- ASSIGNMENT -
Only the words of the entries are wanted, repeated exactly and without images.
-.-.-
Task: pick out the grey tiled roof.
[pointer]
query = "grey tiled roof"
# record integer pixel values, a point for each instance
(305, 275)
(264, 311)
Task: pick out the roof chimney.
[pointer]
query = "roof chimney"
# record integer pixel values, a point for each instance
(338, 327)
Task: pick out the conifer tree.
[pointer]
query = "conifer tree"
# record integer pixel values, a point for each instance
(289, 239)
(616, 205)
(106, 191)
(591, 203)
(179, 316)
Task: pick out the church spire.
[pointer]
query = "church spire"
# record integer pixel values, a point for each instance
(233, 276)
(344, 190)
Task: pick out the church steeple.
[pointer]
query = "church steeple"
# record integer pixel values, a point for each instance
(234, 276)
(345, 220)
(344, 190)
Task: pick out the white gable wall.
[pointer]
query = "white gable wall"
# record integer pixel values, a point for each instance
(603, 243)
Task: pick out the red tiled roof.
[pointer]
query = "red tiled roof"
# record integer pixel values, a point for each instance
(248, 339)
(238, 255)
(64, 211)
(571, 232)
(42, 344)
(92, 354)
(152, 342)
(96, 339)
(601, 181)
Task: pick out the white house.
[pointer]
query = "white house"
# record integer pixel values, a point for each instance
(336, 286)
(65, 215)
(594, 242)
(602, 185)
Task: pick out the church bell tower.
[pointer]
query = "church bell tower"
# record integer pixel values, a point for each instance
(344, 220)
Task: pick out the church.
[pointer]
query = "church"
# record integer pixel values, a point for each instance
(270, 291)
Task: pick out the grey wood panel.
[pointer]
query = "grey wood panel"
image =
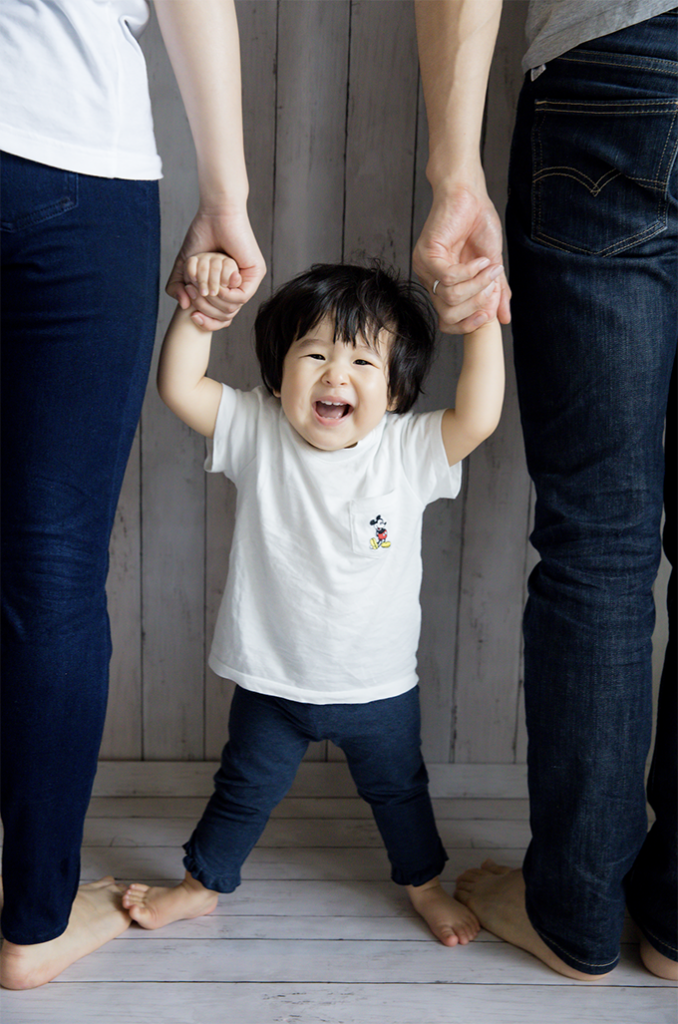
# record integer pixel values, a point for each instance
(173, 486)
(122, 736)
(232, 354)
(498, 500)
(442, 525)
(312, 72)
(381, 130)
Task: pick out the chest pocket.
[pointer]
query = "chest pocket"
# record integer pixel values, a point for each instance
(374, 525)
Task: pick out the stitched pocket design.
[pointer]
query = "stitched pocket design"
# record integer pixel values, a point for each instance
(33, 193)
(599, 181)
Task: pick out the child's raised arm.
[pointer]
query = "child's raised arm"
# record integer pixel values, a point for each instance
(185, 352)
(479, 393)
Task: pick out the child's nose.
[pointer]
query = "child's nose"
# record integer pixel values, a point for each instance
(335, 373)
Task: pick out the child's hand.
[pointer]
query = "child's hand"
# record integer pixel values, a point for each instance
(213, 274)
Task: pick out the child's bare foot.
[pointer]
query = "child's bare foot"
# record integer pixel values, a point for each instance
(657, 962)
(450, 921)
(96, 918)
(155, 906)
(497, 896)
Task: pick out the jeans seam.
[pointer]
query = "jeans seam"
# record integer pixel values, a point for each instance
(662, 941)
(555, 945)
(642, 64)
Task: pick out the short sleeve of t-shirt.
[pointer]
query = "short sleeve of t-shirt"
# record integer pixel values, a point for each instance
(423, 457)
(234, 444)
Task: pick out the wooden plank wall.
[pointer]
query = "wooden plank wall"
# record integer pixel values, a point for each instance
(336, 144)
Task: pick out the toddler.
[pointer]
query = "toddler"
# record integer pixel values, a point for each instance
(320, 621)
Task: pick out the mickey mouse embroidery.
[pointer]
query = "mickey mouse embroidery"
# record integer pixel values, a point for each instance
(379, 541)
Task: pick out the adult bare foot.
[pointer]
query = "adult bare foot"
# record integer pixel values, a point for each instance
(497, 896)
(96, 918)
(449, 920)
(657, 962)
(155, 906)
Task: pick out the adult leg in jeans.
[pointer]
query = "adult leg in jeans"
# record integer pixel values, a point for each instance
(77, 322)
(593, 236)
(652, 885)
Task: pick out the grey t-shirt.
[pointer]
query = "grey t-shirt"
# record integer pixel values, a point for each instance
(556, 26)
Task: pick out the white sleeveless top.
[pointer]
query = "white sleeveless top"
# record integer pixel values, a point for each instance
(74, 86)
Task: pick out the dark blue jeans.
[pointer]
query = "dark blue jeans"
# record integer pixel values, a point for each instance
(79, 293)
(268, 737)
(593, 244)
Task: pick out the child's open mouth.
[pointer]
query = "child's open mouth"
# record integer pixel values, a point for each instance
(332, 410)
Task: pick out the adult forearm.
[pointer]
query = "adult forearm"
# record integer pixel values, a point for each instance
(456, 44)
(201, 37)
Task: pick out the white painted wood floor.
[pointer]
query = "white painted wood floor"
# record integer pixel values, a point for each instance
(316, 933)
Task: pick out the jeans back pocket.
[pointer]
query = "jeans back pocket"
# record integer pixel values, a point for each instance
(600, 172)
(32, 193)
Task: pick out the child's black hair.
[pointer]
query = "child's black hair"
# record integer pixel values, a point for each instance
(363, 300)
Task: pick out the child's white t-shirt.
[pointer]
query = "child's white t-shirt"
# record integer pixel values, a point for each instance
-.-.-
- ANSWER SPACE -
Task: pick out the grey tiled roof.
[pointer]
query = "grey tiled roof"
# record integer pixel values, a point for each instance
(305, 275)
(264, 311)
Task: pick out the roof chimney.
[pointer]
query = "roof chimney"
# record integer pixel values, a point for each instance
(338, 327)
Task: pick out the conifer tree.
[pointer]
query = "conifer tree"
# record integer pixel values, a point for each instance
(289, 239)
(616, 205)
(106, 191)
(591, 203)
(179, 316)
Task: pick out the church spire.
[pointer]
query = "church spire"
# record integer pixel values, a point for each instance
(233, 276)
(344, 190)
Task: pick out the church steeple.
[pointer]
query = "church steeple"
# record integer pixel values, a point for each instance
(234, 276)
(345, 220)
(344, 190)
Task: pick out the white gable wall.
[pointer]
query = "white gable wall"
# record integer pixel values, a point for each instance
(603, 243)
Task: pick out the red tiled roof.
[pointer]
query = "red tiled roof"
# record integer pixel values, a point for each instance
(248, 339)
(238, 255)
(64, 211)
(571, 232)
(42, 344)
(92, 354)
(152, 342)
(96, 339)
(601, 181)
Task: pick out the white house.
[pointer]
query = "white house"
# record integer pixel values, a point for each instance
(336, 286)
(65, 215)
(594, 242)
(602, 185)
Task: pick out the church bell tower.
[pointer]
query = "church bell tower"
# record integer pixel values, a point for each instance
(344, 220)
Task: pick out the church.
[pointer]
query = "church"
# record integer pixel values, a point for each instance
(270, 291)
Task: pick out the grey wood panel.
[pointer]
query = "grey wood panel"
image =
# record integer pixel values, a point for each instance
(173, 486)
(122, 736)
(232, 354)
(498, 500)
(442, 525)
(312, 72)
(381, 130)
Task: pick out the chest pocket.
[pointer]
query = "chest pocket"
# record integer pixel values, a point for each instance
(374, 525)
Task: pick out the stitched pocket design.
[pointer]
query = "stitched pocket design"
# record integer pixel values, a point for each instance
(33, 193)
(599, 181)
Task: pick out the child's raised arm.
[pointer]
query = "child's raised arm"
# record integer pixel values, a point for each instance
(185, 352)
(479, 393)
Task: pick out the child's nose.
[pointer]
query = "child's nose"
# record integer pixel values, a point for each instance
(335, 373)
Task: pick out the child's hand.
[pointer]
query = "child's hand"
# record integer pixel values, a point for each instance
(213, 274)
Task: pick out the child's bare foot.
[pointer]
query = "child's bare foot"
# record integer pixel values, a point for each instance
(657, 962)
(450, 921)
(96, 918)
(155, 906)
(497, 896)
Task: pick out the jeans seam.
[pointer]
query = "jeans seam"
# record integer pixel values, a point for each instance
(662, 941)
(555, 945)
(642, 64)
Task: pick out the short sleeve of t-shirt.
[pointer]
query = "short sleeve of t-shirt"
# record integer pixel values, a point for each instance
(423, 457)
(234, 444)
Task: pick out the wooden plank wall.
[pointer]
query = "wooden plank wall"
# record integer pixel values, a point for each instance
(336, 144)
Task: pick out the toddler.
[pointer]
query = "toddler"
# record integer pixel values, a point for each instance
(320, 621)
Task: pick out the mickey mouse embroidery.
[pointer]
query = "mickey mouse embroidery"
# record integer pixel values, a point for each instance
(379, 541)
Task: pick out the adult bare foot.
[pointer]
query = "adult bare foot"
# record integer pixel values, a point for each instance
(497, 896)
(96, 918)
(449, 920)
(657, 962)
(155, 906)
Task: pick out the adult leg in jeans.
[pointer]
query = "adult leg in jeans"
# record integer pixel values, a point for each instance
(77, 322)
(593, 236)
(652, 885)
Task: pick out the grey t-shirt.
[pointer]
query = "grey t-shirt"
# record integer pixel values, a point for each instance
(556, 26)
Task: pick out the white sleeveless top.
[pointer]
query = "white sleeveless top"
# record integer pixel values, a point for each instance
(74, 86)
Task: pick out the dark blue jeans.
[pointer]
query = "dark blue jeans"
# record integer pixel values, a point for each instance
(79, 293)
(268, 737)
(593, 244)
Task: pick out the child's open mouth.
[pointer]
query = "child's open mouth"
# record integer pixel values, a point for each instance
(332, 410)
Task: pick out the adult forearm.
[pointer]
query = "adult forearm"
# record integer pixel values, a point for each instance
(456, 44)
(201, 37)
Task: pick out the white painted wood floor.
[pointer]
query = "white painted wood floor"
# record integer pixel values, a point for each instance
(316, 933)
Task: pick out the jeans back pocket.
[pointer]
query = "jeans back pocket"
# record integer pixel values, a point for each instance
(600, 172)
(32, 193)
Task: pick out the child's black hair.
[pointer]
query = "child's black hair"
# record integer pixel values, a point for each instance
(363, 300)
Task: pick out the child's white t-shirt.
[pointer]
query = "child's white t-shirt"
# record integer pixel values, a point for each instance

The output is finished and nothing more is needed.